Data records section start

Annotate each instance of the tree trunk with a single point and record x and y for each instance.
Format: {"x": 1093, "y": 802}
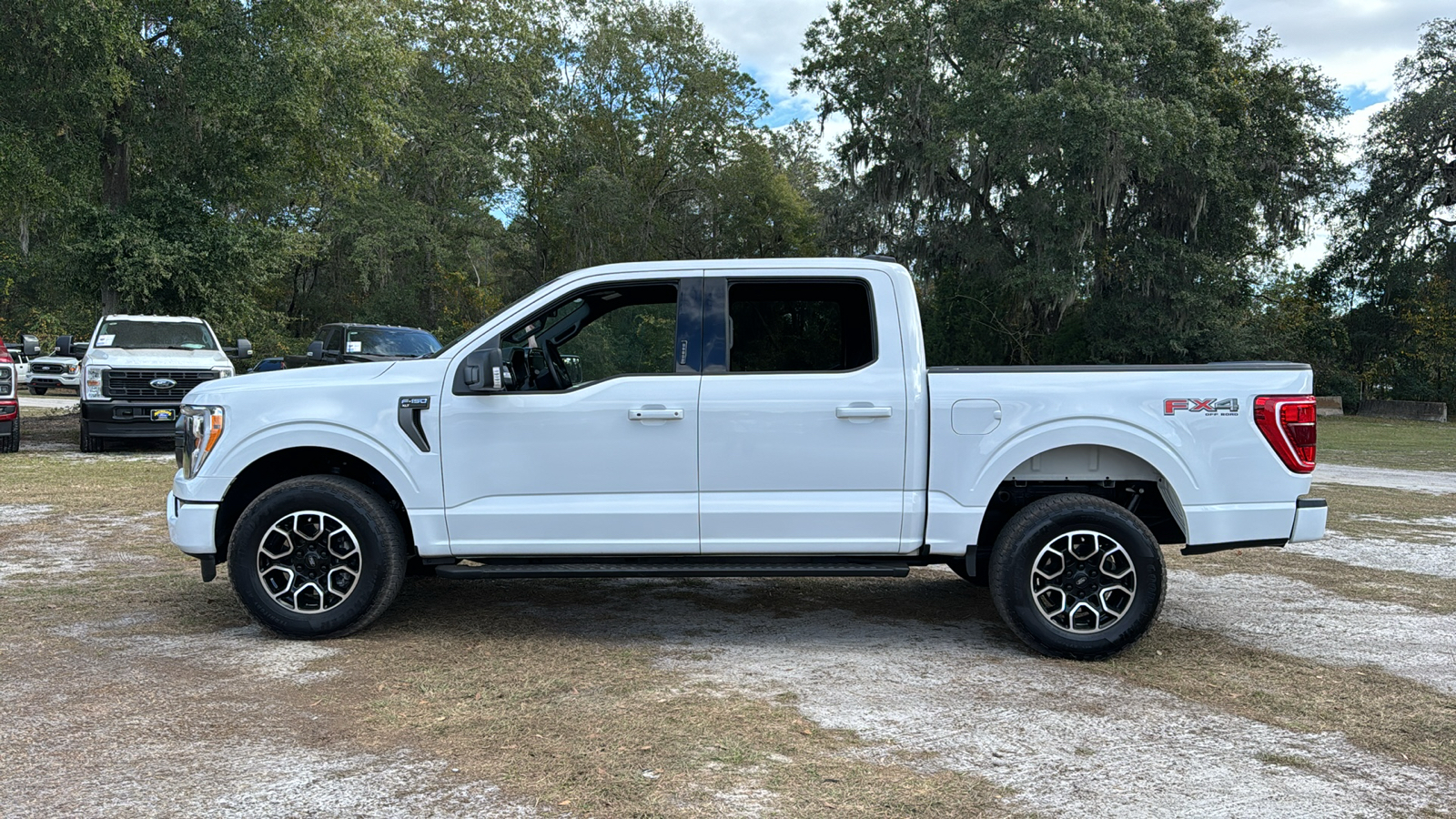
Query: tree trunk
{"x": 116, "y": 184}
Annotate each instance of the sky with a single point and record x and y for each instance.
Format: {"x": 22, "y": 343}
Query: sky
{"x": 1358, "y": 43}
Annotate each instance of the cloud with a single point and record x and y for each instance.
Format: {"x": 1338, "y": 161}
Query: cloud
{"x": 1358, "y": 43}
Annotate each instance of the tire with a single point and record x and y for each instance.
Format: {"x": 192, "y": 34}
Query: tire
{"x": 1091, "y": 614}
{"x": 296, "y": 550}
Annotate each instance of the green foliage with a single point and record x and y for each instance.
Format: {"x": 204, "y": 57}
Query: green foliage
{"x": 652, "y": 153}
{"x": 1395, "y": 257}
{"x": 1072, "y": 179}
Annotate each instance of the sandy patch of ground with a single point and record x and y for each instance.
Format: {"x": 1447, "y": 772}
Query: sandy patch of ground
{"x": 108, "y": 722}
{"x": 1409, "y": 480}
{"x": 40, "y": 545}
{"x": 1383, "y": 552}
{"x": 1296, "y": 618}
{"x": 1072, "y": 742}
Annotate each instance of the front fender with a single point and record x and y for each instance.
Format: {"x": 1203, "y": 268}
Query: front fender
{"x": 408, "y": 470}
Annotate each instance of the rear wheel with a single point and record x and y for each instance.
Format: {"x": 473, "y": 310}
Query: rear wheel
{"x": 318, "y": 557}
{"x": 1077, "y": 576}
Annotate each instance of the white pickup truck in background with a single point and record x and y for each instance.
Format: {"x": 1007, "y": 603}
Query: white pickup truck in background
{"x": 737, "y": 419}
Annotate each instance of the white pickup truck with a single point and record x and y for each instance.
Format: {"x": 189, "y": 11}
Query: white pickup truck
{"x": 737, "y": 419}
{"x": 137, "y": 369}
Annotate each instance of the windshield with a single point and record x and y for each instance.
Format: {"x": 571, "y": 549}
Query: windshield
{"x": 135, "y": 334}
{"x": 390, "y": 341}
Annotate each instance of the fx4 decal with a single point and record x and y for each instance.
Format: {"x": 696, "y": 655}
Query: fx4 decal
{"x": 1210, "y": 405}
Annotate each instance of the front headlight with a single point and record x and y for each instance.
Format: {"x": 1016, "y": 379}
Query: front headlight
{"x": 201, "y": 428}
{"x": 94, "y": 382}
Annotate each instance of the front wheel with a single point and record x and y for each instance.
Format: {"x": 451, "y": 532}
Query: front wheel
{"x": 318, "y": 557}
{"x": 1077, "y": 576}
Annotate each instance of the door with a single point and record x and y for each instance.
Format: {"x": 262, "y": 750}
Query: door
{"x": 594, "y": 446}
{"x": 803, "y": 416}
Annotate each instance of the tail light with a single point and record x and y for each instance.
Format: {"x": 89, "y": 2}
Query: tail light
{"x": 1288, "y": 423}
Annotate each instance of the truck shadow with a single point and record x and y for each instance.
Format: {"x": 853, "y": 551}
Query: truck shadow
{"x": 701, "y": 610}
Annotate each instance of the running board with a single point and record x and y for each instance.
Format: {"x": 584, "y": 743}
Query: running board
{"x": 682, "y": 567}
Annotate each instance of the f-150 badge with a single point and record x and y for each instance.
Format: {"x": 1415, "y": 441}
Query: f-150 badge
{"x": 1210, "y": 405}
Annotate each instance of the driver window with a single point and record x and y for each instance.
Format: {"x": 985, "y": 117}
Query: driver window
{"x": 593, "y": 336}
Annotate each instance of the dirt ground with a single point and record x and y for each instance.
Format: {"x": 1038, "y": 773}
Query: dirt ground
{"x": 1314, "y": 681}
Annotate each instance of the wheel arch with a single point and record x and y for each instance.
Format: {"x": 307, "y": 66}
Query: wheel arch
{"x": 1117, "y": 474}
{"x": 295, "y": 462}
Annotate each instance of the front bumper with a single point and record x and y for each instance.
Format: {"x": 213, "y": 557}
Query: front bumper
{"x": 131, "y": 419}
{"x": 50, "y": 380}
{"x": 191, "y": 525}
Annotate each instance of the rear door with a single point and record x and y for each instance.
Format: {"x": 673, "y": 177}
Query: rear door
{"x": 803, "y": 416}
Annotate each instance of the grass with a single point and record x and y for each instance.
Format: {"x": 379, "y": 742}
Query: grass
{"x": 590, "y": 722}
{"x": 1385, "y": 442}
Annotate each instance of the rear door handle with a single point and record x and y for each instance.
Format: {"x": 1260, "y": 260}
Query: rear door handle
{"x": 655, "y": 414}
{"x": 863, "y": 413}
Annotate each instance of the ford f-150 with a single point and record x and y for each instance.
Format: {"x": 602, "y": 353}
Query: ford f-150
{"x": 737, "y": 419}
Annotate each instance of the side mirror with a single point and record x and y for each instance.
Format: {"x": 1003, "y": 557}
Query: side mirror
{"x": 485, "y": 370}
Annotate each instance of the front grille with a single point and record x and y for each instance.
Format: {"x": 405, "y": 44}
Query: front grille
{"x": 137, "y": 383}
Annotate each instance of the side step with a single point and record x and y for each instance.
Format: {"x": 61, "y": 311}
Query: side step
{"x": 674, "y": 567}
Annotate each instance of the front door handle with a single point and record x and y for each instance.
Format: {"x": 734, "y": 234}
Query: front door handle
{"x": 654, "y": 414}
{"x": 863, "y": 413}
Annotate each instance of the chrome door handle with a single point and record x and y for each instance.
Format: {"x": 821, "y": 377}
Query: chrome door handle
{"x": 655, "y": 414}
{"x": 863, "y": 413}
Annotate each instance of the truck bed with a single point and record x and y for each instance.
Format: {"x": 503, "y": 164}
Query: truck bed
{"x": 1188, "y": 430}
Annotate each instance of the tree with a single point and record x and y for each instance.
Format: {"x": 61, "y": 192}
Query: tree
{"x": 1395, "y": 249}
{"x": 172, "y": 146}
{"x": 652, "y": 149}
{"x": 1072, "y": 181}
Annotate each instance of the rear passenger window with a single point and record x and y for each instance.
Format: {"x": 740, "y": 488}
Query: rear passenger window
{"x": 798, "y": 327}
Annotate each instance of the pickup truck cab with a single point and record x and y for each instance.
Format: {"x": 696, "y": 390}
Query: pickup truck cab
{"x": 46, "y": 373}
{"x": 136, "y": 370}
{"x": 9, "y": 392}
{"x": 737, "y": 419}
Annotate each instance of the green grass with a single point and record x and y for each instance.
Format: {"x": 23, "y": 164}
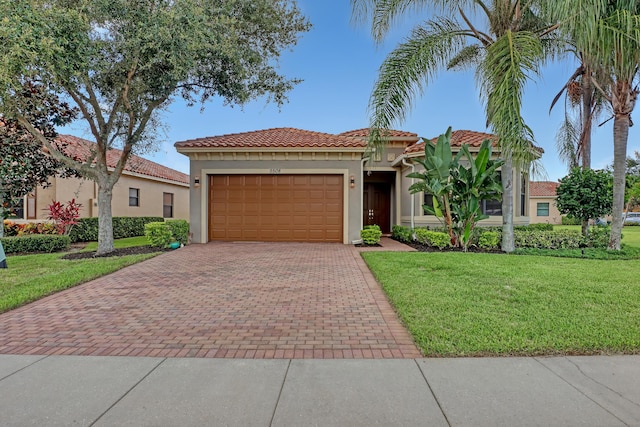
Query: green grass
{"x": 127, "y": 242}
{"x": 31, "y": 277}
{"x": 472, "y": 304}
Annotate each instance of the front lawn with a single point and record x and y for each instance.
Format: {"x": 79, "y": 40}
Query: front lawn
{"x": 31, "y": 277}
{"x": 475, "y": 304}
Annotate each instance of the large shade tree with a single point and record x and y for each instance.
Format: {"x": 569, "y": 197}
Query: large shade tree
{"x": 505, "y": 49}
{"x": 609, "y": 31}
{"x": 24, "y": 166}
{"x": 121, "y": 62}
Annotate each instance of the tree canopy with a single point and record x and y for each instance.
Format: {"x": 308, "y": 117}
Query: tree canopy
{"x": 120, "y": 62}
{"x": 585, "y": 194}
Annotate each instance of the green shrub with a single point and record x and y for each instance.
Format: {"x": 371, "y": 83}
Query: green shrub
{"x": 401, "y": 233}
{"x": 569, "y": 220}
{"x": 371, "y": 234}
{"x": 179, "y": 229}
{"x": 158, "y": 234}
{"x": 488, "y": 240}
{"x": 539, "y": 227}
{"x": 436, "y": 239}
{"x": 35, "y": 243}
{"x": 87, "y": 228}
{"x": 599, "y": 237}
{"x": 557, "y": 239}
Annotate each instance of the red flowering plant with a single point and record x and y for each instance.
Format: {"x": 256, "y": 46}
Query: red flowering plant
{"x": 64, "y": 217}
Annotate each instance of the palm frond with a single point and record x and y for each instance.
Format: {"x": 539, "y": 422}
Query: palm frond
{"x": 468, "y": 57}
{"x": 410, "y": 67}
{"x": 568, "y": 140}
{"x": 510, "y": 62}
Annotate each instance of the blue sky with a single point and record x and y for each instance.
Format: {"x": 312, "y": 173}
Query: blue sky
{"x": 339, "y": 63}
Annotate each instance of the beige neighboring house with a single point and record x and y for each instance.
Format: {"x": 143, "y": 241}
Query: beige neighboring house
{"x": 288, "y": 184}
{"x": 542, "y": 203}
{"x": 144, "y": 189}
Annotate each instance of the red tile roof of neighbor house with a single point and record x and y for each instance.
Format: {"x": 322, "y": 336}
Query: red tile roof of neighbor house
{"x": 543, "y": 188}
{"x": 390, "y": 132}
{"x": 274, "y": 138}
{"x": 79, "y": 149}
{"x": 458, "y": 139}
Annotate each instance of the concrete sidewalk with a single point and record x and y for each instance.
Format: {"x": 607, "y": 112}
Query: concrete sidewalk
{"x": 147, "y": 391}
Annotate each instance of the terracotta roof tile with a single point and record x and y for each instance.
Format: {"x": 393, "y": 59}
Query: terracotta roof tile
{"x": 543, "y": 188}
{"x": 458, "y": 139}
{"x": 274, "y": 138}
{"x": 391, "y": 132}
{"x": 79, "y": 149}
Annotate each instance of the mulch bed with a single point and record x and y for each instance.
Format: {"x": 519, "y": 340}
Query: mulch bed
{"x": 424, "y": 248}
{"x": 116, "y": 252}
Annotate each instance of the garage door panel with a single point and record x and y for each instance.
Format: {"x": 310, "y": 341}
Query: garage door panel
{"x": 276, "y": 207}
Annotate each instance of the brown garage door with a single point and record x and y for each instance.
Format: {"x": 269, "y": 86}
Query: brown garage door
{"x": 276, "y": 208}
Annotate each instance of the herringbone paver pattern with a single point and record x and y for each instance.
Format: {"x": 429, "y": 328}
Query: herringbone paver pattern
{"x": 252, "y": 300}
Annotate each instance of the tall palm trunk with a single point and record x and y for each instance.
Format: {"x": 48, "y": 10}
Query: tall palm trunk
{"x": 585, "y": 135}
{"x": 620, "y": 136}
{"x": 508, "y": 238}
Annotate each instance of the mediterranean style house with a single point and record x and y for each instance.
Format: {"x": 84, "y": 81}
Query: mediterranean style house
{"x": 296, "y": 185}
{"x": 144, "y": 189}
{"x": 542, "y": 202}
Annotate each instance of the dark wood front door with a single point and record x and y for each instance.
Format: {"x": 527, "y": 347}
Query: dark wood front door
{"x": 377, "y": 206}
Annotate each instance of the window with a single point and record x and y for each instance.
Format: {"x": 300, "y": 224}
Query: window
{"x": 134, "y": 197}
{"x": 491, "y": 207}
{"x": 488, "y": 207}
{"x": 428, "y": 200}
{"x": 167, "y": 205}
{"x": 543, "y": 209}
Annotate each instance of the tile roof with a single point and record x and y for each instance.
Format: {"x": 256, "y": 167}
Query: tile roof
{"x": 79, "y": 149}
{"x": 274, "y": 138}
{"x": 543, "y": 188}
{"x": 390, "y": 132}
{"x": 458, "y": 139}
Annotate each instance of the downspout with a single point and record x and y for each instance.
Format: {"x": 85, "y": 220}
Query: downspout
{"x": 364, "y": 159}
{"x": 413, "y": 196}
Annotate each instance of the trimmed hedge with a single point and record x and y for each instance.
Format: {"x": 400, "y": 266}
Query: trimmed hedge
{"x": 558, "y": 239}
{"x": 179, "y": 230}
{"x": 433, "y": 238}
{"x": 401, "y": 233}
{"x": 569, "y": 220}
{"x": 87, "y": 228}
{"x": 36, "y": 243}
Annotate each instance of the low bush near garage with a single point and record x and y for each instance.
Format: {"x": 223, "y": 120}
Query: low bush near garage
{"x": 87, "y": 228}
{"x": 35, "y": 243}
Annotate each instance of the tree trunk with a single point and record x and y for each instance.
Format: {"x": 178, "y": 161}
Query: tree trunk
{"x": 508, "y": 239}
{"x": 105, "y": 220}
{"x": 3, "y": 257}
{"x": 620, "y": 137}
{"x": 585, "y": 136}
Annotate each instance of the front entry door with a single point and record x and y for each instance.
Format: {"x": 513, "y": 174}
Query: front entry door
{"x": 377, "y": 206}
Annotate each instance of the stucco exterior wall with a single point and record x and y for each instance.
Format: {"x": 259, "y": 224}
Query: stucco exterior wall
{"x": 554, "y": 216}
{"x": 85, "y": 193}
{"x": 345, "y": 164}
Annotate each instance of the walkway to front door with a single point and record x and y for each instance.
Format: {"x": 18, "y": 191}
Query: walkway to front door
{"x": 243, "y": 300}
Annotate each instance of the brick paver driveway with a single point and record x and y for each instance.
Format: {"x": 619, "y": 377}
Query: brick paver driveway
{"x": 257, "y": 300}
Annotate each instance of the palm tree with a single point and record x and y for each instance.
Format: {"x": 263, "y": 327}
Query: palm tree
{"x": 506, "y": 52}
{"x": 609, "y": 32}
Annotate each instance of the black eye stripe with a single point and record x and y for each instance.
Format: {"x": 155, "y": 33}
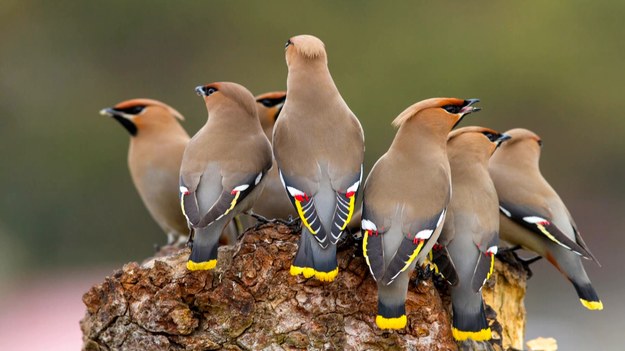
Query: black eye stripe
{"x": 491, "y": 136}
{"x": 267, "y": 102}
{"x": 452, "y": 108}
{"x": 133, "y": 110}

Data records section end

**Exercise details:**
The response should hold only an exact retyping of the lines from the beginning of the data through the line containing "Annotate each instance of the sky", both ends kept, pictures omitted.

**Result for this exercise:**
Annotate each instance of the tree trunk with a single point and record x and y for each instance.
Format: {"x": 1093, "y": 802}
Query: tree trunk
{"x": 116, "y": 184}
Annotate each instance of the sky with a single point and record x and y for each instance.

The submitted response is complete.